EXERCISE
Rewrite the stretch of the gravitational dipole text from "A little heuristic" through "x_2 \ll x[/itex]).", renaming "point mass" as "particle" wherever it appears.

Yeah. That's a better way to put it. Whether the dipole vanishes or not depends on exactly how you define things, but it's time derivative is zero in any case.

A little heuristic derivation:

For simplicity, let's just deal with one spatial dimension. Let [itex]x_1[/itex] the location of a point mass [itex]M_1[/itex], and let [itex]x_2[/itex] be the location of a point mass [itex]M_2[/itex], and let [itex]X[/itex] be the location of the center of mass. Now, compute the Newtonian gravitational potential at a point [itex]x[/itex]. (Assume [itex]x_1 < x_2 \ll x[/itex]).

[Records taken from a collection]
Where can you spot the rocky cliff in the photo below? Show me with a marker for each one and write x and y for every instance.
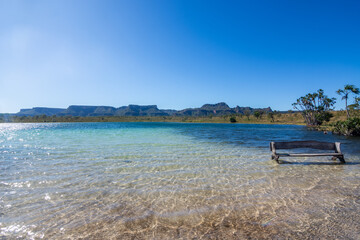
(217, 109)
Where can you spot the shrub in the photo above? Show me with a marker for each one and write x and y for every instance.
(349, 127)
(233, 120)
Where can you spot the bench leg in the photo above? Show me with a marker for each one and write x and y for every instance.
(275, 157)
(342, 160)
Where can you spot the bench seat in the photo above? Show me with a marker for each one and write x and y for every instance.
(335, 147)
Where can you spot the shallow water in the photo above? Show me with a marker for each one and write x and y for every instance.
(172, 180)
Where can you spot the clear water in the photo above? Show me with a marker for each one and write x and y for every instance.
(172, 180)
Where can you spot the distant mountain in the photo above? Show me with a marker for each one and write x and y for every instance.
(217, 109)
(40, 111)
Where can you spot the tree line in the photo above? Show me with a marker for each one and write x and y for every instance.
(315, 108)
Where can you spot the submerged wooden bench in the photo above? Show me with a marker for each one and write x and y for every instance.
(274, 146)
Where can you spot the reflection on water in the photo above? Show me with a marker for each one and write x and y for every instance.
(169, 180)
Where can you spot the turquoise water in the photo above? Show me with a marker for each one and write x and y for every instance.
(172, 180)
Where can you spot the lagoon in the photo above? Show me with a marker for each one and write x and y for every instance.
(172, 180)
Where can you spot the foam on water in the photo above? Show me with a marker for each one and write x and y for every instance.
(167, 180)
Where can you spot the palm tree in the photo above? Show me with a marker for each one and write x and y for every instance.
(345, 93)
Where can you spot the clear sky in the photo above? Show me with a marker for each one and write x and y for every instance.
(175, 53)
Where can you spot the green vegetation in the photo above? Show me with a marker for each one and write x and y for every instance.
(315, 108)
(349, 127)
(345, 96)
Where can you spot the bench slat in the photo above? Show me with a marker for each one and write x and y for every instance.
(308, 154)
(305, 144)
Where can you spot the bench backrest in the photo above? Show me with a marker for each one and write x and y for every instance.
(303, 144)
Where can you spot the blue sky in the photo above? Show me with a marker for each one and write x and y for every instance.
(175, 53)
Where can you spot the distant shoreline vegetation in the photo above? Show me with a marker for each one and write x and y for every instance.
(315, 110)
(275, 117)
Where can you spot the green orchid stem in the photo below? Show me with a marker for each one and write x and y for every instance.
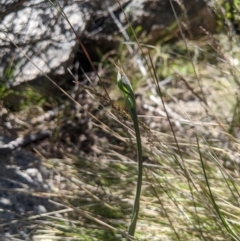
(125, 86)
(136, 204)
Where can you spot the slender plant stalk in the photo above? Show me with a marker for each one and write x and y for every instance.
(125, 86)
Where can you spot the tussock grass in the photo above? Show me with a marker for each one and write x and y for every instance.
(189, 124)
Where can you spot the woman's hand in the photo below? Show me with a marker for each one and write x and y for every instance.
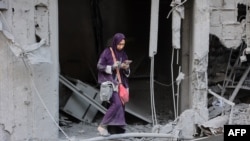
(124, 66)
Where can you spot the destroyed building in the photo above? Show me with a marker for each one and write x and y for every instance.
(190, 61)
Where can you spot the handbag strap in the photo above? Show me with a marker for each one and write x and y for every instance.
(117, 69)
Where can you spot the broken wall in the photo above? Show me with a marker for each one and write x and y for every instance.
(227, 22)
(29, 70)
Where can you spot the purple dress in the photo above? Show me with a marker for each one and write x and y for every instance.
(115, 114)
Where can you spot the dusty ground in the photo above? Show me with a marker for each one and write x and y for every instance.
(80, 131)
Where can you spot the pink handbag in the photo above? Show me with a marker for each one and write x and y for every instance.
(123, 93)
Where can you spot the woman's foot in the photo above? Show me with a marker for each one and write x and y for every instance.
(103, 131)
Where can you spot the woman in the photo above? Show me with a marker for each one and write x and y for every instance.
(115, 115)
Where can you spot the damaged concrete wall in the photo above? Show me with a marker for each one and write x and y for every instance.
(29, 70)
(226, 24)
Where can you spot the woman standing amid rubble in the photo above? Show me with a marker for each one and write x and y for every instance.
(115, 115)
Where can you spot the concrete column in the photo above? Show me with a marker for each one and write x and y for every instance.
(23, 115)
(200, 49)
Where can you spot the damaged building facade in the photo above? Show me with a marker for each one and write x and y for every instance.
(43, 39)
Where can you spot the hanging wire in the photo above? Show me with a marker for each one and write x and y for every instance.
(154, 118)
(172, 77)
(175, 7)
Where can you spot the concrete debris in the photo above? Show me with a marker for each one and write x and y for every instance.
(182, 125)
(214, 126)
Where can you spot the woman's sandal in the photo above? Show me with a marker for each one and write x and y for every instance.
(103, 131)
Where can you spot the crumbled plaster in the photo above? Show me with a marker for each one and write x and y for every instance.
(224, 24)
(4, 135)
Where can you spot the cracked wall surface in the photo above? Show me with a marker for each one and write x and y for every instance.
(28, 74)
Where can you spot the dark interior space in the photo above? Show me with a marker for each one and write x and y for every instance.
(84, 29)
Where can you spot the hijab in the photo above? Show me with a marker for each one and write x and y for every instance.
(117, 38)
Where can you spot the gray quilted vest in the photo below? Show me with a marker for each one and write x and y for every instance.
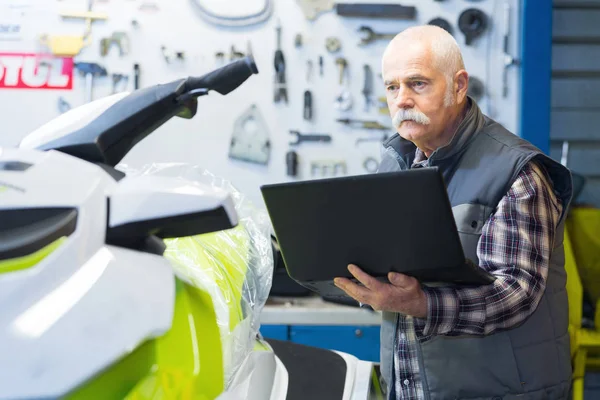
(531, 361)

SOLVED EXERCISE
A little heuristic derivation:

For simplicity, let's just deal with one spatial dimension. Let [itex]x_1[/itex] the location of a particle [itex]M_1[/itex], and let [itex]x_2[/itex] be the location of a particle [itex]M_2[/itex], and let [itex]X[/itex] be the location of the center of mass. Now, compute the Newtonian gravitational potential at a point [itex]x[/itex]. (Assume [itex]x_1 < x_2 \ll x[/itex]).